**Extracted records:**
........

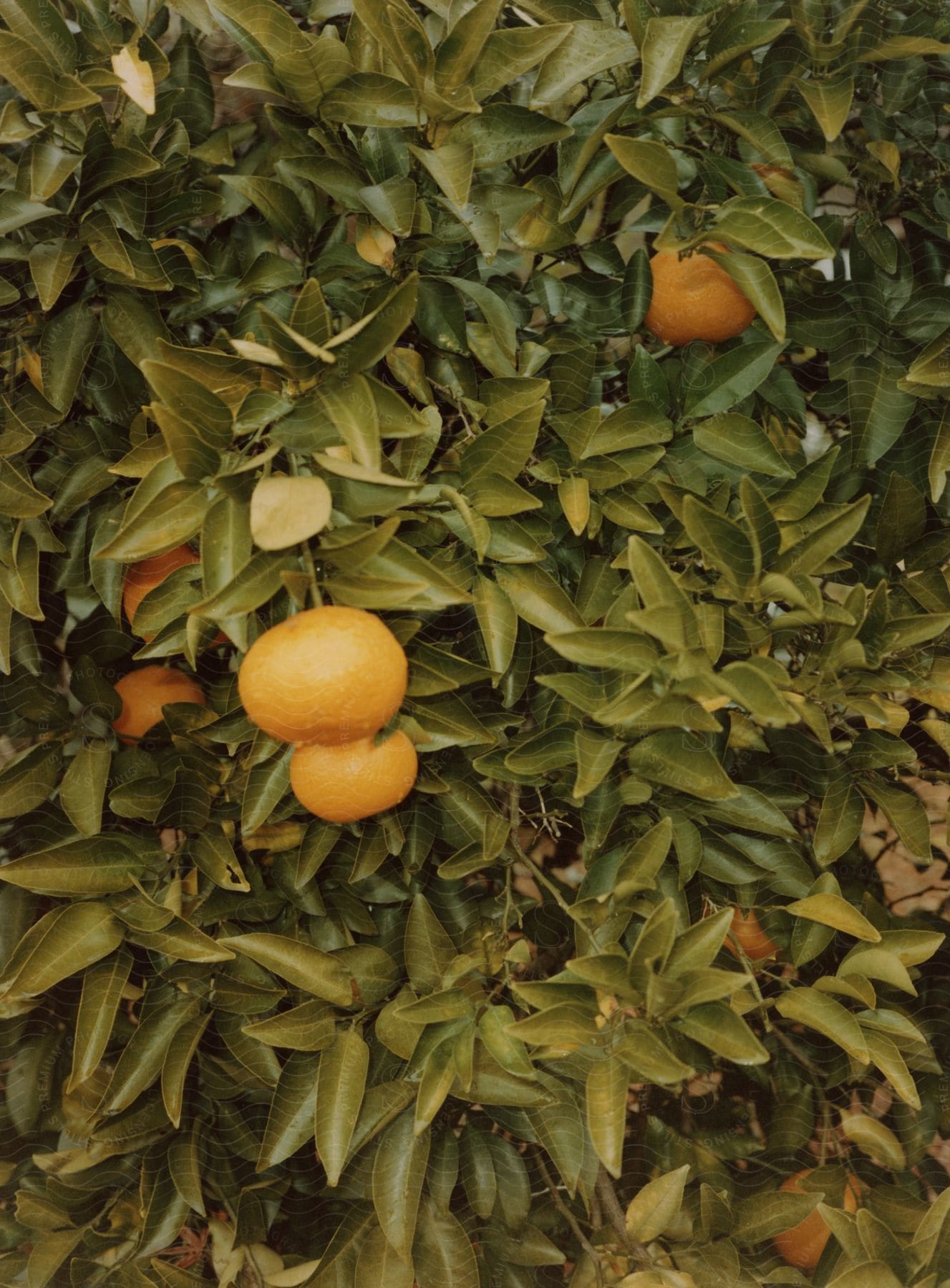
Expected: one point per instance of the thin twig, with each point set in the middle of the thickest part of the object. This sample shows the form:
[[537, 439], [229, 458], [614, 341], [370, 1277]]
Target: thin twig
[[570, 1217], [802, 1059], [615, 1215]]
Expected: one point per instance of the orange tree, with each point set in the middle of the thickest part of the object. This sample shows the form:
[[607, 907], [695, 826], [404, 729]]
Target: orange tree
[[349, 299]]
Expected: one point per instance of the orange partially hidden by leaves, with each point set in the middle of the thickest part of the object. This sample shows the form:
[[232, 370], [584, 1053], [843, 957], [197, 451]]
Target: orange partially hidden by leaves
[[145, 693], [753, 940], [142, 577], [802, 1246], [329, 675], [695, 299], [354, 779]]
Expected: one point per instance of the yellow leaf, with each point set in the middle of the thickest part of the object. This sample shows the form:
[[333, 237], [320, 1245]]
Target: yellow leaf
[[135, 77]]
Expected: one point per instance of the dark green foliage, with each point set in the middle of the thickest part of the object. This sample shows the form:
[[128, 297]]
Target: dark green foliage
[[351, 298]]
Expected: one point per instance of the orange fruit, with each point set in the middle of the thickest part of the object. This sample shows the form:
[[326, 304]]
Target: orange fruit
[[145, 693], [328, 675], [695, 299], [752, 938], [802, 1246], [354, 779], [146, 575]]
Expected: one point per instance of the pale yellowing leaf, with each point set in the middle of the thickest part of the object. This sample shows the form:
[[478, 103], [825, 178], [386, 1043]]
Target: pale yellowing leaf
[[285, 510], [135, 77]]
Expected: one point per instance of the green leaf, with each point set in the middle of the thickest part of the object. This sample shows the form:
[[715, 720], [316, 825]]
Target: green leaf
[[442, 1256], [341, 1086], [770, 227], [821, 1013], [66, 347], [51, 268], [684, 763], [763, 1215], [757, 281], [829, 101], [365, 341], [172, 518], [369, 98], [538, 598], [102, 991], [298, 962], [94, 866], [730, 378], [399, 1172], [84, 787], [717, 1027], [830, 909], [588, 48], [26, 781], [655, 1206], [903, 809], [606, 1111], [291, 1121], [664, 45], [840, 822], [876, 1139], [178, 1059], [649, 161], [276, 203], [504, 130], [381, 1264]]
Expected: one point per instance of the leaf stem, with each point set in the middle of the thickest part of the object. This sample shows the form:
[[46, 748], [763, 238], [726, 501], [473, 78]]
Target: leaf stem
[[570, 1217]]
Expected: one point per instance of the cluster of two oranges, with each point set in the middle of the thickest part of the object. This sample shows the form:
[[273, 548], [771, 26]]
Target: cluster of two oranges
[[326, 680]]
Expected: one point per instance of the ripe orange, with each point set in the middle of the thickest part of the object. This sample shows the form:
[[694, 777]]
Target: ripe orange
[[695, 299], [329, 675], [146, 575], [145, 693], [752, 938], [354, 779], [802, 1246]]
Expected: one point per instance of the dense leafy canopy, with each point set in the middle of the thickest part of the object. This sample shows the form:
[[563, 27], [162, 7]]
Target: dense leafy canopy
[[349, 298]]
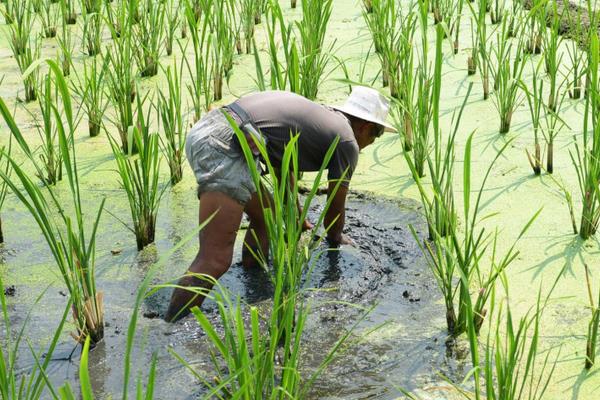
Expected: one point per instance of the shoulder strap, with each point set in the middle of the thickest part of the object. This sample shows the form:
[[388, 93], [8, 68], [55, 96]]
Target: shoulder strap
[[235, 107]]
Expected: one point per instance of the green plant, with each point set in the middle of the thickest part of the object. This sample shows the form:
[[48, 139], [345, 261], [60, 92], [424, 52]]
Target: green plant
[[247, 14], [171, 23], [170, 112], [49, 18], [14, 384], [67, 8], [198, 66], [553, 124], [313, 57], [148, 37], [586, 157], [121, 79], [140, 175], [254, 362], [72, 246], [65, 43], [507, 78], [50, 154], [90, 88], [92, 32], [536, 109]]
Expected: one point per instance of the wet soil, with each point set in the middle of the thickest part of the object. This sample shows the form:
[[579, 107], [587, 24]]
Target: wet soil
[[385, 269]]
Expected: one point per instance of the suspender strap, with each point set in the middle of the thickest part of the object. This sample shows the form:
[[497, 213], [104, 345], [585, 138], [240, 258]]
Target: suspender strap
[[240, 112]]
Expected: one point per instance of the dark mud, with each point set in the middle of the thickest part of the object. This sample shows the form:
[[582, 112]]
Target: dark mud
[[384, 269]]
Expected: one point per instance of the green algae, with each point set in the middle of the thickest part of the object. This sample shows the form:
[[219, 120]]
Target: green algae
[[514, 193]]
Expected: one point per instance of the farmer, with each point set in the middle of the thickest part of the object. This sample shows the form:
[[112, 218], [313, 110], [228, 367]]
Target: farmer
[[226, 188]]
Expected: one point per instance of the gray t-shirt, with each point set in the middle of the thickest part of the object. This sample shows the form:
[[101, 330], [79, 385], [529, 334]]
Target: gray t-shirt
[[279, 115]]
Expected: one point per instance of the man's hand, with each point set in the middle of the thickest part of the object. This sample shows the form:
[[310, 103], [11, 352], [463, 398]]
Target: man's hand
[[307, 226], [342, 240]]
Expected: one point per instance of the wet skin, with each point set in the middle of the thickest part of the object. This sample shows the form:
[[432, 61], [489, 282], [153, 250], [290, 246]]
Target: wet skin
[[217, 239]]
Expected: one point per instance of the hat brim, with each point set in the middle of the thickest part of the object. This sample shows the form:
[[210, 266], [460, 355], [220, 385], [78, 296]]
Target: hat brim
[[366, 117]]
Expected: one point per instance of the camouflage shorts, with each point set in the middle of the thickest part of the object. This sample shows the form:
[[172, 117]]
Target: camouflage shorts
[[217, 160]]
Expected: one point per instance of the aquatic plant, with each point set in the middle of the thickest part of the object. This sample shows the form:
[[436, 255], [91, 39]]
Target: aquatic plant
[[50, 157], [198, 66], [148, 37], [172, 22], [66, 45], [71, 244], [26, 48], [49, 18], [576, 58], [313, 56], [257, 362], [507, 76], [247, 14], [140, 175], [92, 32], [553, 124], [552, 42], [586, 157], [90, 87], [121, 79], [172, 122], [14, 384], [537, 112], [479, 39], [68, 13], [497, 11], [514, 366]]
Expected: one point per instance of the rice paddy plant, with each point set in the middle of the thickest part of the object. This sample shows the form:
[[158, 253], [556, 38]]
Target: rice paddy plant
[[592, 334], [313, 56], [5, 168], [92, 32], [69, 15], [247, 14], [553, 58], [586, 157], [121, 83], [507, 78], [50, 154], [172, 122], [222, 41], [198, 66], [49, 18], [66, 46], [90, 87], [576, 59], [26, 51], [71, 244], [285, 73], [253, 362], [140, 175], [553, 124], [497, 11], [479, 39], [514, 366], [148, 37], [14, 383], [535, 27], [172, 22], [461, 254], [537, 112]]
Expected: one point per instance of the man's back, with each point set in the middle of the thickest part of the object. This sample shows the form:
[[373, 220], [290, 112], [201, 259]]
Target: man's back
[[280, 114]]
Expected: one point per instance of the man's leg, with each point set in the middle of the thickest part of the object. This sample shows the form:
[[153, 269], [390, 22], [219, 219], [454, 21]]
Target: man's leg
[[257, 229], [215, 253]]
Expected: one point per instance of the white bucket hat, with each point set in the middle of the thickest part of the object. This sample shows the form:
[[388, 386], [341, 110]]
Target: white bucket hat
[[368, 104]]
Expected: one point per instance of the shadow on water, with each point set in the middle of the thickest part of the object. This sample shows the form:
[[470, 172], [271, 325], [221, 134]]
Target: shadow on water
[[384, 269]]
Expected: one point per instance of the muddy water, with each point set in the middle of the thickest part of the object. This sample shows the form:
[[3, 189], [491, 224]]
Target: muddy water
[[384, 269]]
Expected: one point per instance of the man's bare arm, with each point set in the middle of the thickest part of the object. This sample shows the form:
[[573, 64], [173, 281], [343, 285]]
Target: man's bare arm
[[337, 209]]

........

**Instructions for the task:** Apart from the images, every line above needs to be printed again exactly.

**Answer to this task:**
Expected: one point per instance of the thin twig, with each point set in the middle of the thickest part of the object. This sample shows the form:
[[537, 439], [229, 458], [614, 341], [370, 1277]]
Target: thin twig
[[570, 1217], [802, 1059], [615, 1215]]
Expected: one point per instance of the orange tree, with each point set in the middle of the thickest part of the object. This sample shows the form:
[[607, 907], [695, 826], [404, 729]]
Target: orange tree
[[349, 299]]
Expected: one point per instance of the orange partially hidden by leaves, with each point set in the middle of the thickest part of the object. This sample shows the form:
[[232, 370], [584, 1053], [843, 957], [197, 451]]
Target: orange partially hidden by leaves
[[145, 693], [753, 940], [142, 577], [802, 1246], [329, 675], [695, 299], [354, 779]]
Expected: one point per instance of the yellow leaf, with each point set in the middle of the thickest part of the object. This sample shows the form:
[[333, 237], [320, 1245]]
Target: yellow leaf
[[135, 77]]
Expected: one point per instance of the dark green foliage, with each point set in the middle of the thickest part of the object. This sample shows the form:
[[128, 297]]
Target: dark green foliage
[[351, 298]]
Expected: one point per instance of the orange fruit, with each point set in the middle of the thickest part of the object. This sample shows the form:
[[326, 304]]
Target: orange fruit
[[145, 693], [328, 675], [695, 299], [752, 938], [802, 1246], [354, 779], [146, 575]]
Expected: one point per instance of the pale yellowing leaf, with each point set in the middle of the thickest part of the object. This sample shows the form:
[[478, 103], [825, 178], [386, 1043]]
Target: pale yellowing leaf
[[285, 510], [135, 77]]
Expected: one point per instance of the green leaf, with each point set in the middle of the thickest part of the object. This sample shows the form:
[[715, 720], [316, 825]]
Target: green leaf
[[442, 1256], [341, 1086], [770, 227], [821, 1013], [66, 347], [51, 268], [684, 763], [763, 1215], [757, 281], [829, 101], [365, 341], [172, 518], [369, 98], [538, 598], [102, 991], [298, 962], [94, 866], [730, 378], [399, 1172], [84, 787], [717, 1027], [830, 909], [588, 48], [26, 781], [655, 1206], [903, 809], [606, 1111], [291, 1121], [664, 45], [840, 822], [876, 1139], [178, 1059], [649, 161], [276, 203], [504, 130], [381, 1264]]
Expected: one point per instance of the leaf stem, with each point set in the middle of the thickest part of the object. This sample shows the form:
[[46, 748], [763, 238], [726, 501], [473, 78]]
Target: leaf stem
[[570, 1217]]
Expected: one point per instance of the cluster of two oranges, with each point set in the middle of the thickest part of the object. This sample shows the form:
[[273, 548], [771, 26]]
Target: cluster of two oranges
[[326, 680]]
Expected: one point per instance of the ripe orange, with each point set in the middle of the thickest part of the object. This sample shows the form:
[[694, 777]]
Target: ripe orange
[[695, 299], [329, 675], [146, 575], [145, 693], [752, 938], [354, 779], [802, 1246]]
Expected: one point per instance of the dense leafy canopy, with each point set in the middle of the thickest part of the object. This sample shows the form:
[[563, 27], [162, 7]]
Target: dense leafy canopy
[[349, 298]]
Expected: one point per instance of the shoulder strap, with each point set in the middle of the thickest part of the object. This sample shows the form:
[[388, 93], [8, 68], [55, 96]]
Target: shoulder strap
[[235, 107]]
Expected: one point per instance of the green plant, with each point set in the middle of the thickest part of the object. This sample shows the form:
[[48, 139], [345, 261], [60, 92], [424, 52]]
Target: green plant
[[247, 14], [171, 23], [170, 112], [49, 18], [14, 384], [67, 8], [198, 66], [553, 124], [313, 57], [148, 37], [586, 157], [121, 79], [140, 175], [254, 362], [72, 246], [65, 43], [507, 78], [50, 154], [90, 88], [92, 32], [536, 109]]
Expected: one point per instance of the wet soil, with each point set in the middle of the thickest part of the object. This sample shows the form:
[[579, 107], [587, 24]]
Target: wet soil
[[385, 269]]
Expected: one point per instance of the suspender strap, with each point set in the middle of the thickest part of the object. This sample shows the form:
[[497, 213], [104, 345], [585, 138], [240, 258]]
Target: suspender strap
[[240, 112]]
Expected: one point per instance of the dark mud, with each point set in the middle of the thickest part of the object. This sample shows the form:
[[582, 112]]
Target: dark mud
[[384, 269]]
Expected: one point per instance of the green algae, with each point set in the middle of the thickest part of the object. This sample shows the form:
[[219, 120]]
Target: green algae
[[514, 193]]
Expected: one point per instance of the farmer, with each point set in the middle of the thickest part of the object. This sample shows the form:
[[112, 218], [313, 110], [228, 367]]
Target: farmer
[[226, 188]]
Expected: one point per instance of the gray t-shirt, with each point set in the middle of the thickest part of the object. This sample shows the form:
[[101, 330], [79, 385], [529, 334]]
Target: gray t-shirt
[[279, 115]]
Expected: one point per instance of the man's hand, with each point set in the middle of the thickest part of the object. This sample shows the form:
[[310, 103], [11, 352], [463, 398]]
Target: man's hand
[[307, 226], [342, 240]]
Expected: one point per instance of the wet skin, with each point set in the middle of the thickest part of the object. This sample shows the form:
[[432, 61], [489, 282], [153, 250], [290, 246]]
Target: wet skin
[[217, 239]]
Expected: one point per instance of the hat brim, with each point set in the middle of the thickest part of the object. This sample shows the form:
[[210, 266], [460, 355], [220, 385], [78, 296]]
Target: hat brim
[[366, 117]]
Expected: one point per instance of the camouflage shorts, with each point set in the middle of the thickest part of the object. This sample shows the form:
[[172, 117]]
Target: camouflage shorts
[[217, 160]]
Expected: one point per instance of the aquatic plant, with each point set in the middle of the thickest part of the object. This sample shows the form:
[[436, 255], [91, 39]]
Target: aquatic plant
[[50, 157], [198, 66], [148, 37], [172, 22], [66, 45], [71, 244], [26, 48], [49, 18], [576, 58], [313, 56], [257, 362], [507, 76], [247, 14], [140, 175], [92, 32], [553, 124], [552, 42], [586, 157], [90, 87], [121, 79], [172, 122], [14, 384], [537, 112], [479, 39], [68, 13], [497, 11], [514, 366]]
Expected: one point per instance of the rice paddy plant, with each point set in the middle of the thickest part of the object. This sample shows the form:
[[158, 253], [556, 38]]
Target: rice paddy plant
[[592, 334], [313, 56], [5, 168], [92, 32], [69, 15], [247, 14], [553, 58], [586, 157], [121, 83], [507, 78], [50, 154], [172, 122], [222, 41], [198, 66], [49, 18], [66, 46], [90, 87], [576, 59], [26, 51], [71, 244], [285, 73], [253, 362], [140, 175], [553, 124], [497, 11], [479, 39], [514, 366], [148, 37], [14, 383], [535, 27], [172, 22], [461, 254], [537, 112]]
Expected: one point per instance of the man's back, with each point set in the middle of the thickest part of the object. This sample shows the form:
[[373, 220], [290, 112], [201, 259]]
Target: man's back
[[280, 114]]
Expected: one point per instance of the man's leg, with each point set in the middle of the thickest part of the object. This sample shows the form:
[[153, 269], [390, 22], [219, 219], [454, 21]]
Target: man's leg
[[257, 229], [215, 253]]
Expected: one point per instance of the white bucket hat, with each point set in the middle of the thickest part of the object. This sample shows the form:
[[388, 386], [341, 110]]
Target: white bucket hat
[[368, 104]]
Expected: one point per instance of the shadow on water, with each point set in the middle of the thickest part of the object. This sample shows the form:
[[470, 172], [271, 325], [221, 134]]
Target: shadow on water
[[384, 269]]
Expected: one point per instance of the muddy water, with each point set in the middle of the thickest part of the object. This sample shows the form:
[[3, 189], [491, 224]]
Target: muddy water
[[384, 269]]
Expected: one point per instance of the man's bare arm, with each point set in the middle of the thickest part of the object. This sample shows the form:
[[573, 64], [173, 281], [343, 285]]
Target: man's bare arm
[[337, 209]]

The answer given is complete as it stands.